(Problem requirements):
Continue the essay about San Francisco's Richmond District, picking up after its last sentence.

I reside in San Francisco a few blocks off Geary Street in the middle avenues of the Richmond District. It looks like nothing special, at least to an outsider. Let me tell you about it.
The Richmond’s middle avenues are a place of tight ethnicities and tight purse strings, where Chinese men chat all day at the Golden Donut, where Russian men who look like Boris Yeltsin and tiny stooped women and Jewish men in yarmulkes swarm the grocery to buy apples for 59 cents a pound, where Joe’s Pharmacy is only two blocks away from Joe’s Ice Cream.
But all that only masks the uneasy economic currents circulating through the neighborhood.\
A few months ago the Jeff’s Jeans on the corner ceded half of its square footage to a Peet’s Coffee, and immediately that chain store had a line out the door, served by a cheery band of baristas shouting, “Can I help the next guest?”

(Supplied data):

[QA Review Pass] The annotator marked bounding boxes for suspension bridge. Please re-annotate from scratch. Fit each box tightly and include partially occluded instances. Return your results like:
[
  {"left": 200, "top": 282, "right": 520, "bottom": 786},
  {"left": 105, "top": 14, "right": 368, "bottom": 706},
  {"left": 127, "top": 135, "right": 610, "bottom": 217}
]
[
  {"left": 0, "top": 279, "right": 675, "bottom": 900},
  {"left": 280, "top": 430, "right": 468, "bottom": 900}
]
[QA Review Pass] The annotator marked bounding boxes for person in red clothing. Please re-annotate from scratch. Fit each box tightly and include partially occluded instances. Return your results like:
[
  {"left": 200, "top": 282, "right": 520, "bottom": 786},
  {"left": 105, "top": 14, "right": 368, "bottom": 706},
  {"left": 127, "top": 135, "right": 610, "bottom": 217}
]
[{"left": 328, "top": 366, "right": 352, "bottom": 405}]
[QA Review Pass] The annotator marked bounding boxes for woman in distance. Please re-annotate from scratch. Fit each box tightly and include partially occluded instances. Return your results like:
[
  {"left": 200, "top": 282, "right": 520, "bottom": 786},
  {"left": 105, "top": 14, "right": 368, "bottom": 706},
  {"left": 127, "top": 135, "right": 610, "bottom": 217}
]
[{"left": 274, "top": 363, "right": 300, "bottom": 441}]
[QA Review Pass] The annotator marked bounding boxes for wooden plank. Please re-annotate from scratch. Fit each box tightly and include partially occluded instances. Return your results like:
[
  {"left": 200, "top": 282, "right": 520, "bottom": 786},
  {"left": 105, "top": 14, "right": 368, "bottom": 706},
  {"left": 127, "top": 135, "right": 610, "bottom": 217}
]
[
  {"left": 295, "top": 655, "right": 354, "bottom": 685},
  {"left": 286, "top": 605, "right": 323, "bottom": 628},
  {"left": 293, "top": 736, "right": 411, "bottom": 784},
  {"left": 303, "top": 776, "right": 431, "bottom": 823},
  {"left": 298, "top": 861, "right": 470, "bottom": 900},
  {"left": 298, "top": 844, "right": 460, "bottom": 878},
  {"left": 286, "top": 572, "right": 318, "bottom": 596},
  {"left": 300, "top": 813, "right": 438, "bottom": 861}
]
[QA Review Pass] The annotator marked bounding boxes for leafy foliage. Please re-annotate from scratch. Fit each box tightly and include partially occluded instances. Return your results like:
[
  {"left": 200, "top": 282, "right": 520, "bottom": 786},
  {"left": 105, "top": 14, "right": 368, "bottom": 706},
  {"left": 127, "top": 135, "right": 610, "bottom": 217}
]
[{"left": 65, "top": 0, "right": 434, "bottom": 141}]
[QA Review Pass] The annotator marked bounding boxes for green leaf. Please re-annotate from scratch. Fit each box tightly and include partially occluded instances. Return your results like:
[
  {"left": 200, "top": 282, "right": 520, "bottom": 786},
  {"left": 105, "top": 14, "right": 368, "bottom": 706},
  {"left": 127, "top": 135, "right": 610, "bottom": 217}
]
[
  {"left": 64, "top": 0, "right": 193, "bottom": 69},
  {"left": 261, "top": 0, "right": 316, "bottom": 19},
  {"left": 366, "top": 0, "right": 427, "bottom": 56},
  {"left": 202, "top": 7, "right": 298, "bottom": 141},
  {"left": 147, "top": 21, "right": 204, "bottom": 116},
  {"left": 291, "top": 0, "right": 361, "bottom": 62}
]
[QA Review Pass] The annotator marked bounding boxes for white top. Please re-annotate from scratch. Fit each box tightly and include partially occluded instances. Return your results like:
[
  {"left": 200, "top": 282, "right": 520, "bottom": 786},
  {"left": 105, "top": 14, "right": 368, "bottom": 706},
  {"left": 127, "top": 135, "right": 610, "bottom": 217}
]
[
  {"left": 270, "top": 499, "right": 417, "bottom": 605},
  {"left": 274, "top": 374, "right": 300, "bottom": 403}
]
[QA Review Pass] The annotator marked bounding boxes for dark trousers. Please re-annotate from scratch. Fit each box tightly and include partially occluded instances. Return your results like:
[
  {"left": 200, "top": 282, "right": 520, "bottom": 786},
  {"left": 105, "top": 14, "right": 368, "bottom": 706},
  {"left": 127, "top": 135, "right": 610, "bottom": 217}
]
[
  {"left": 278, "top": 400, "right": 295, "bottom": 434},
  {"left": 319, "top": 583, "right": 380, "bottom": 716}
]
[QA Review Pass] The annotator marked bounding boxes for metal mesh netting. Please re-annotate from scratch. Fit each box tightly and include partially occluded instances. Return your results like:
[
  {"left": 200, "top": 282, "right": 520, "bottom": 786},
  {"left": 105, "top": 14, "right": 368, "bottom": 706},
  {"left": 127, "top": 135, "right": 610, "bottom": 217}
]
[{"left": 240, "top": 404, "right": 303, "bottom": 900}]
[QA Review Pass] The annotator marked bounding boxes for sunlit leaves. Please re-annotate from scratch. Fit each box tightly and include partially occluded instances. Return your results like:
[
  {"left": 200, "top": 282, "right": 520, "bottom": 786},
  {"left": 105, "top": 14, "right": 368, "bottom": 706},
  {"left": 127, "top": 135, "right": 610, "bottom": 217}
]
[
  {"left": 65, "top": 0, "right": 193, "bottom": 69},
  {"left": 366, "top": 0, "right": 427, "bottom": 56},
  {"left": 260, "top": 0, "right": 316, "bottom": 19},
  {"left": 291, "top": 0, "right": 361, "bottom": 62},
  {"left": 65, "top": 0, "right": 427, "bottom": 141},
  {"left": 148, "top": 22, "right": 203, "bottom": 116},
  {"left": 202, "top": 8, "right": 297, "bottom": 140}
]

(Answer space):
A move is afoot to recall the local supervisor, Jake McGoldrick, for supporting things that would be a shot in the arm to the local economy, like light-rail and tourist attractions at nearby Golden Gate Park. One suspects that’s because the locals like things just the way they are, such as easy street parking and a community garden by the school.
They might like to see more of the Chinese women who walk around carrying their obligatory plastic shopping bags and less of the likes of my new next door neighbor, who drives his golden retriever around in an SUV and carries golf clubs, if he carries anything at all.